**ARTICLE:**
Powered by Cookiecutter, JumpSpark (Spark-Cookiecutter)
is a framework for jumpstarting
production-ready PySpark projects quickly with sample spark codebase and testcases.
Get started today with cookiecutter gh:Spratiher9/JumpSpark
- Modern Project structure powered by Poetry
- Pre-configured virtual environment with batteries included
- Supports the modern PySpark ecosystem
- Prepackaged sample codebase for quick starting
Install the latest Cookiecutter if you haven't installed it yet (this requires Cookiecutter 1.4.0 or higher)::
pip install -U cookiecutter
Navigate to your project's directory location and generate with cookiecutter::
cookiecutter gh:Spratiher9/JumpSpark
Enter the relevant details ( here Angelou
is an example project )::
project_name [new-project]: angelou
package_name [angelou]:
project_version [0.1.0]:
full_name [Your Name]: Souvik Pratiher
email [Your Email]: [email protected]
github_username [github_username]: spratiher9
project_description [This is a pyspark project]: PySpark on Poetry example
python_version [3.9.6]:
line_length [88]:
The following project structure will be generated in your project's directory location::
angelou
|-- angelou
| |--- __init__.py
| |--- sparksession.py
| |--- transformations.py
|
|-- mkdir
|-- pyproject.toml
|-- LICENSE
|-- poetry.lock
|-- README.md
|-- tests
|--- __init__.py
|--- conftest.py
|--- test_angelou.py
|--- test_compare_dataframes.py
|--- test_transformations.py
In the coming days the cookiecutter template will be updated with:
- Support for more PySpark related packages
- Support for the CI-CD Devops Pipeline samples
If you got an idea to contribute to the project go for it.
Fork the project
|
V
Contribute your enhancements/features
|
V
Raise PR to merge
Cheers!!

**TASKS AND EXERCISES:**
**a)** According to the JumpSpark page, what minimum Cookiecutter version does the template require?
**b)** Please copy out lines from the listing below, beginning at the line that contains "Track-and-sign request: indicate each instance of the white" and stopping after the line that contains "x=928, y=203".

**DATA FOR THIS TASK:**

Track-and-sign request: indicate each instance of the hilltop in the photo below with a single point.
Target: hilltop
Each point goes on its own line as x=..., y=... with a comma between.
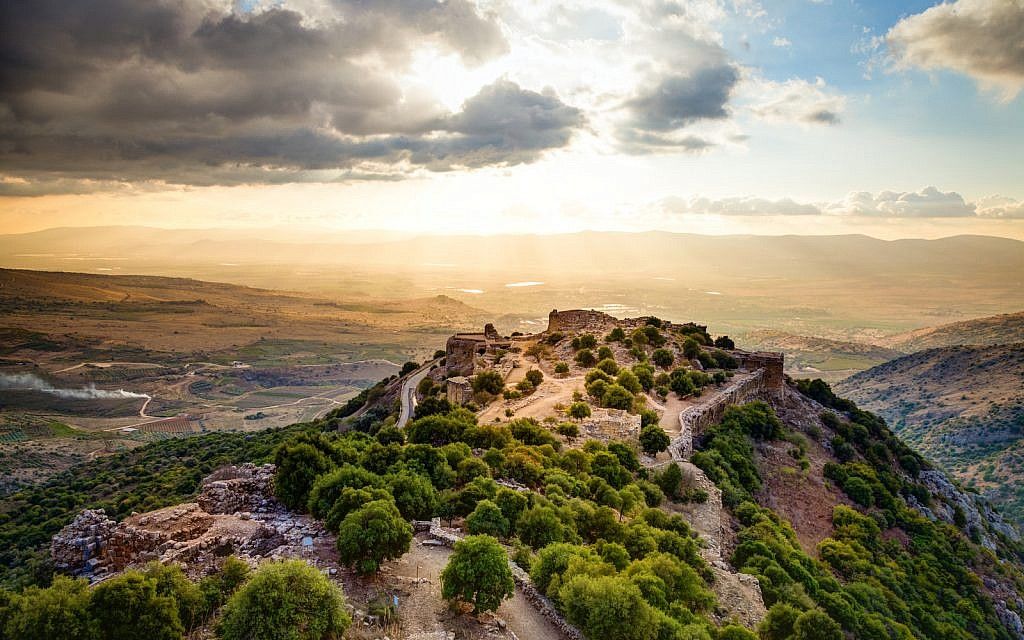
x=1003, y=329
x=962, y=407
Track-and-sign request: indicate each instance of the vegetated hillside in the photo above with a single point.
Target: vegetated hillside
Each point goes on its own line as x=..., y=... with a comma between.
x=1003, y=329
x=849, y=532
x=809, y=356
x=962, y=407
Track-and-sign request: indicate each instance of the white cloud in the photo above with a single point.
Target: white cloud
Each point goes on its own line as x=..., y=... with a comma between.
x=794, y=100
x=1000, y=207
x=983, y=39
x=928, y=203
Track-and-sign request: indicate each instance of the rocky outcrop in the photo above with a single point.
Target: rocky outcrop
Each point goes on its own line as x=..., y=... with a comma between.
x=80, y=545
x=978, y=514
x=235, y=513
x=242, y=487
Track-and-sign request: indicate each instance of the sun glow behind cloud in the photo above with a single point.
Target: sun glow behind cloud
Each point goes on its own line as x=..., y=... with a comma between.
x=501, y=117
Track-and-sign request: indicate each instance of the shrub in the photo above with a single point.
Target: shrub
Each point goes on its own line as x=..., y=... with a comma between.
x=608, y=366
x=616, y=396
x=371, y=535
x=477, y=573
x=128, y=607
x=487, y=519
x=585, y=357
x=488, y=382
x=536, y=377
x=579, y=411
x=653, y=439
x=663, y=357
x=289, y=600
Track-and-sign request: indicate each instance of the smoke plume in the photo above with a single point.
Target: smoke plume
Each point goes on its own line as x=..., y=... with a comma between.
x=31, y=382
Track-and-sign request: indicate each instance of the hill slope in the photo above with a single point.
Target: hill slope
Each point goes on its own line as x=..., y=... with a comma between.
x=962, y=407
x=1003, y=329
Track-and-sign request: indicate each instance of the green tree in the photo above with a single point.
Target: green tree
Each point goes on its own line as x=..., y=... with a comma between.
x=414, y=495
x=653, y=439
x=488, y=381
x=536, y=377
x=629, y=381
x=61, y=610
x=487, y=519
x=616, y=396
x=373, y=534
x=289, y=600
x=607, y=607
x=691, y=348
x=663, y=357
x=539, y=526
x=579, y=411
x=298, y=467
x=815, y=625
x=478, y=573
x=585, y=357
x=128, y=607
x=779, y=622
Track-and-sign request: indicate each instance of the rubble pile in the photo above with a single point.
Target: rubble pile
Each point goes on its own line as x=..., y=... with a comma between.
x=235, y=514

**EXPECTED RESULTS:**
**a)** Cookiecutter 1.4.0 or higher.

**b)**
Track-and-sign request: indicate each instance of the white cloud in the photo above with a single point.
Target: white cloud
Each point goes on its own line as x=..., y=... with a comma between.
x=794, y=100
x=1000, y=207
x=983, y=39
x=928, y=203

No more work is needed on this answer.